┌──

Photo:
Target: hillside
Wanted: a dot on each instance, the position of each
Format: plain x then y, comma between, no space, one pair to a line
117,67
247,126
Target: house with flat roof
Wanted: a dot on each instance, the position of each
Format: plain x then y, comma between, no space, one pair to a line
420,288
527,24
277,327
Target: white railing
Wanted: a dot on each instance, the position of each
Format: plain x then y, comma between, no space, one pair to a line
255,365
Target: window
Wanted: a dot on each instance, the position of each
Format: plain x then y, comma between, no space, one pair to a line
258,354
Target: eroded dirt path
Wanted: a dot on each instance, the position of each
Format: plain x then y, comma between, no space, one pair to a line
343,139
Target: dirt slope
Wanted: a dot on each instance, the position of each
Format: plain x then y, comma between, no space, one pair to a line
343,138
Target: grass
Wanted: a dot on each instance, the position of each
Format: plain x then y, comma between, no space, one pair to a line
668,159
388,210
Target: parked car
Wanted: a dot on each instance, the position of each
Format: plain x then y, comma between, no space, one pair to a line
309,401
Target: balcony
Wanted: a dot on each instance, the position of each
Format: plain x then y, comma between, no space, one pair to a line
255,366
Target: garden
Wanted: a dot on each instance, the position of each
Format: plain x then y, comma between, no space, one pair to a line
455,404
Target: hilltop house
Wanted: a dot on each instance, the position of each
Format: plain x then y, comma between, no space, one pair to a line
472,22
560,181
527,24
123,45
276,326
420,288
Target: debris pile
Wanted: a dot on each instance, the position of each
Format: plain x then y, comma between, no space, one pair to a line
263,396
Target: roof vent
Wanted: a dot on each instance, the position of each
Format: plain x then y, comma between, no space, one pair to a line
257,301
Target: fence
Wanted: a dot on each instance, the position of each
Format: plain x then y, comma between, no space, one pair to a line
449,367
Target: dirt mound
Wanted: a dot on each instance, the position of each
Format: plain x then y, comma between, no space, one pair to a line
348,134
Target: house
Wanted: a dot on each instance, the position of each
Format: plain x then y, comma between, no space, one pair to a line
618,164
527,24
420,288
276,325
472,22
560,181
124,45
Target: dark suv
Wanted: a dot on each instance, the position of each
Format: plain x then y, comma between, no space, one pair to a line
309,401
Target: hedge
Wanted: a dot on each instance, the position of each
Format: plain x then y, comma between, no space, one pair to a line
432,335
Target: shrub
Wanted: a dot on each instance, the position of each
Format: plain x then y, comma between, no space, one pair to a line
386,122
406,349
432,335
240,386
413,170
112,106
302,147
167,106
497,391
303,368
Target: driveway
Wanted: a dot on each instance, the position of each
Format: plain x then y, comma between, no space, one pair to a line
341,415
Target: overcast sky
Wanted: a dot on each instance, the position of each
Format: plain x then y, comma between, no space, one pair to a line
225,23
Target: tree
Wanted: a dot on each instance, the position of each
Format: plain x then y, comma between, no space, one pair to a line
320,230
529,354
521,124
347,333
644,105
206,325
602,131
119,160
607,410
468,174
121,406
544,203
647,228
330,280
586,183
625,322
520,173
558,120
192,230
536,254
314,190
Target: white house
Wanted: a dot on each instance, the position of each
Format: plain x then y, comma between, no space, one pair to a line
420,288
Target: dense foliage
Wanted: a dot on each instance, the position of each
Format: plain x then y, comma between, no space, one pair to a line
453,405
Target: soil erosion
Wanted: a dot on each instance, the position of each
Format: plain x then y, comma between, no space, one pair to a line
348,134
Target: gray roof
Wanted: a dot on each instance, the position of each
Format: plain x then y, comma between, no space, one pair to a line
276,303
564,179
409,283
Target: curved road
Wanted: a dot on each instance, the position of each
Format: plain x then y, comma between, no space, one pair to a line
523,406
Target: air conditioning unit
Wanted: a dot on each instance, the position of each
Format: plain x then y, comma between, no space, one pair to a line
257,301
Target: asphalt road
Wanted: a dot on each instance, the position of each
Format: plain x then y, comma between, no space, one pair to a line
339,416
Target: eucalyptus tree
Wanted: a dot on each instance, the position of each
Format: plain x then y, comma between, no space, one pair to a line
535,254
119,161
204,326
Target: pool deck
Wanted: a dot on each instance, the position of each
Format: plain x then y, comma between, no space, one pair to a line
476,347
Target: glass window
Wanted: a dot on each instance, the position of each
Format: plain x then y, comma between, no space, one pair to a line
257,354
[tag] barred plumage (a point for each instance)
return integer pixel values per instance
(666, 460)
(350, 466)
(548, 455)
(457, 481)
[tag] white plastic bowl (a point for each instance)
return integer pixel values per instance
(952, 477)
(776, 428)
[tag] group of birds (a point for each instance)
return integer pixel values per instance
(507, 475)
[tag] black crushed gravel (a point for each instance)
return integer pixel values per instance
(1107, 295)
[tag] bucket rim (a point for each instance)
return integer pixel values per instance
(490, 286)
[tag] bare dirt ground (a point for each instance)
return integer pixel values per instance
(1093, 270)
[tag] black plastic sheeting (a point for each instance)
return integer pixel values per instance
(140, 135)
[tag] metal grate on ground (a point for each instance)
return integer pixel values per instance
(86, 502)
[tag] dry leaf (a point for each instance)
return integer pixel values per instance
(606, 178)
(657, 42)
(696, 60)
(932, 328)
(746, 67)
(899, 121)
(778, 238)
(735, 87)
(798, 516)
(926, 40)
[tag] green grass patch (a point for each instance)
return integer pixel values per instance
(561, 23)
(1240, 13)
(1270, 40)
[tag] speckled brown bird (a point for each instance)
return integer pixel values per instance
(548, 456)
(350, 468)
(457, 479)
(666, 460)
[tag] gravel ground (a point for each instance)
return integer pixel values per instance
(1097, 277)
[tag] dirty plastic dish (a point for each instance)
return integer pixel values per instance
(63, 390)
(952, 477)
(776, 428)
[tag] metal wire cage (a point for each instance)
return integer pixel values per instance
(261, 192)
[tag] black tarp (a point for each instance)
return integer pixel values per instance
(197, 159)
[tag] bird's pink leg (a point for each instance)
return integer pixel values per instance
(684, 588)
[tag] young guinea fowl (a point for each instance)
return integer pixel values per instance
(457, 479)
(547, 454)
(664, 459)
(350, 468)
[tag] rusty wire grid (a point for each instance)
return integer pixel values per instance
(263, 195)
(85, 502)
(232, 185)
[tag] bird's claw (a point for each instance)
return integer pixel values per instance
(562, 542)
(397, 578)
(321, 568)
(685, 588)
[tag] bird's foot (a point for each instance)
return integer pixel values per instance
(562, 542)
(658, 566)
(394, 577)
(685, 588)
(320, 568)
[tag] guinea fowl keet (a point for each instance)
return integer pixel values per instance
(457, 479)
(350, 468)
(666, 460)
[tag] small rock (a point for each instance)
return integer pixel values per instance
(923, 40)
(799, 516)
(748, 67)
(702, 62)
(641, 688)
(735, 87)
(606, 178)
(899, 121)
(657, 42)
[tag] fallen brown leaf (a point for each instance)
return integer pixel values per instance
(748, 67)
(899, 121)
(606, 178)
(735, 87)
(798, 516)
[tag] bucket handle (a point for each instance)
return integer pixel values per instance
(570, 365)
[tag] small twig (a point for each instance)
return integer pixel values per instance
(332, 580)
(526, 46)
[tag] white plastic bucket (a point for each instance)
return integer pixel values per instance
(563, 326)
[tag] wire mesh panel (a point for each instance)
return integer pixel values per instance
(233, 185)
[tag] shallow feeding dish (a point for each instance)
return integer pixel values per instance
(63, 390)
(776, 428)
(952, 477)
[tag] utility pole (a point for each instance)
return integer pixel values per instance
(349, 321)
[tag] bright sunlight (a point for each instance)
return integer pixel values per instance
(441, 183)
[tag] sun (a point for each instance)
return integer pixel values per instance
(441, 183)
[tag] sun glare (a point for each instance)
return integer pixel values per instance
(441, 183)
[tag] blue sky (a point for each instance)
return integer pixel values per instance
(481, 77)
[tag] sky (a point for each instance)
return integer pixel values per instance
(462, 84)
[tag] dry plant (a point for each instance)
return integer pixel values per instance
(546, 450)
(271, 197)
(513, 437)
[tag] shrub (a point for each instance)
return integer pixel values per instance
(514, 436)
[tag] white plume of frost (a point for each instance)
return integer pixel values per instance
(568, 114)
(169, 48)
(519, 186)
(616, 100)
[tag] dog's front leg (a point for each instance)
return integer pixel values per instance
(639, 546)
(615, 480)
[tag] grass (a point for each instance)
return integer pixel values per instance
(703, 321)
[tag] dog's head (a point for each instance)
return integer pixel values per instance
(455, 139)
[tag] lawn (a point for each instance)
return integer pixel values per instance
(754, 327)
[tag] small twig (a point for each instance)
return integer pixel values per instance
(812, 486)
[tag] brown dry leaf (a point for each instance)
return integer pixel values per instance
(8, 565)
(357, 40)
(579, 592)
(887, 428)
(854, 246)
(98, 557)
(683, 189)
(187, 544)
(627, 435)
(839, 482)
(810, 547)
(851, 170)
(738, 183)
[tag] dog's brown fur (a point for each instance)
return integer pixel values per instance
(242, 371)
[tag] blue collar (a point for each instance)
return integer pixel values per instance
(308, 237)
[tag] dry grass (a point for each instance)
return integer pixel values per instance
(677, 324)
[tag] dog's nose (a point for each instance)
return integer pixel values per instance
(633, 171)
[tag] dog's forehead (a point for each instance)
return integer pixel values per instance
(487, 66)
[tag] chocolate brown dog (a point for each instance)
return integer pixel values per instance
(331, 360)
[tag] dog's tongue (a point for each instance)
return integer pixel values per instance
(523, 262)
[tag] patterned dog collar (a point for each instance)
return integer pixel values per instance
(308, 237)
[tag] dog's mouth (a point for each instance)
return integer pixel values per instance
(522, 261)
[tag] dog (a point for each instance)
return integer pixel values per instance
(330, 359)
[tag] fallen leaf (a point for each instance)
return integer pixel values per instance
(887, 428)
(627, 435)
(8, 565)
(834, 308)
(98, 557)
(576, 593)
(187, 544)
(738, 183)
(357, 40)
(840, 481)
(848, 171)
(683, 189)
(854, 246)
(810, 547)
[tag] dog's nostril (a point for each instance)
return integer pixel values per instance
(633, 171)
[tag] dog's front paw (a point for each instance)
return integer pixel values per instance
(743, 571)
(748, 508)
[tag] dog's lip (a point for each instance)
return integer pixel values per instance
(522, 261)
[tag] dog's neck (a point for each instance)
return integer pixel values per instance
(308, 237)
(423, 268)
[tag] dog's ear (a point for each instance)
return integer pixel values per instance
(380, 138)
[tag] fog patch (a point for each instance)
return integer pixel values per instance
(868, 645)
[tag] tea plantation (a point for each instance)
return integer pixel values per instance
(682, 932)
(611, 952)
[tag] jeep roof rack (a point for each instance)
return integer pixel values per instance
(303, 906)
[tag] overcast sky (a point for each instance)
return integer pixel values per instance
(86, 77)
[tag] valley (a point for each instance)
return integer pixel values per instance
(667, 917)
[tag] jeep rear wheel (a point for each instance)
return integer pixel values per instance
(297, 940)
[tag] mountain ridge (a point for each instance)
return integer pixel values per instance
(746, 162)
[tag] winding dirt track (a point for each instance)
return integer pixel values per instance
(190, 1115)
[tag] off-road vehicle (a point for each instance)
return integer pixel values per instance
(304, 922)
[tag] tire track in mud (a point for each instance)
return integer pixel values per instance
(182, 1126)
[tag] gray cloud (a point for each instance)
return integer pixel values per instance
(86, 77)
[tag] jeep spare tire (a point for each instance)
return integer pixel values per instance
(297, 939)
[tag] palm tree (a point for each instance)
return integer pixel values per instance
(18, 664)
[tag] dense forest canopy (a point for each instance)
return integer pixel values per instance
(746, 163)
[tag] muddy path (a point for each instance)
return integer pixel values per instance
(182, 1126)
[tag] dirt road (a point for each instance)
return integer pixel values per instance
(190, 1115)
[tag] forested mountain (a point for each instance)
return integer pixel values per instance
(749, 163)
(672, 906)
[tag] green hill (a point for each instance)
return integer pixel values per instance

└──

Reproduce only the lines running from the one with "[tag] tire track" through the final line of the listing above, both ends included.

[tag] tire track in mud (a point for each instance)
return integer pixel values per instance
(182, 1126)
[tag] gray cloud (a point for each instance)
return integer pixel values per instance
(86, 77)
[tag] jeep spare tire (a point for each instance)
return integer pixel values per instance
(297, 939)
[tag] palm tree (a point for each instance)
return integer pixel values per instance
(18, 664)
[tag] dense forest canopy (a point for each instance)
return integer pixel values per instance
(746, 163)
[tag] muddy path (a point for each instance)
return integer pixel values per instance
(182, 1126)
[tag] dirt road (a point for each instance)
return integer pixel values per instance
(190, 1115)
[tag] forested mountain (a point for each instance)
return integer pixel values per instance
(749, 163)
(672, 906)
[tag] green hill (a point for each instance)
return integer pixel values per instance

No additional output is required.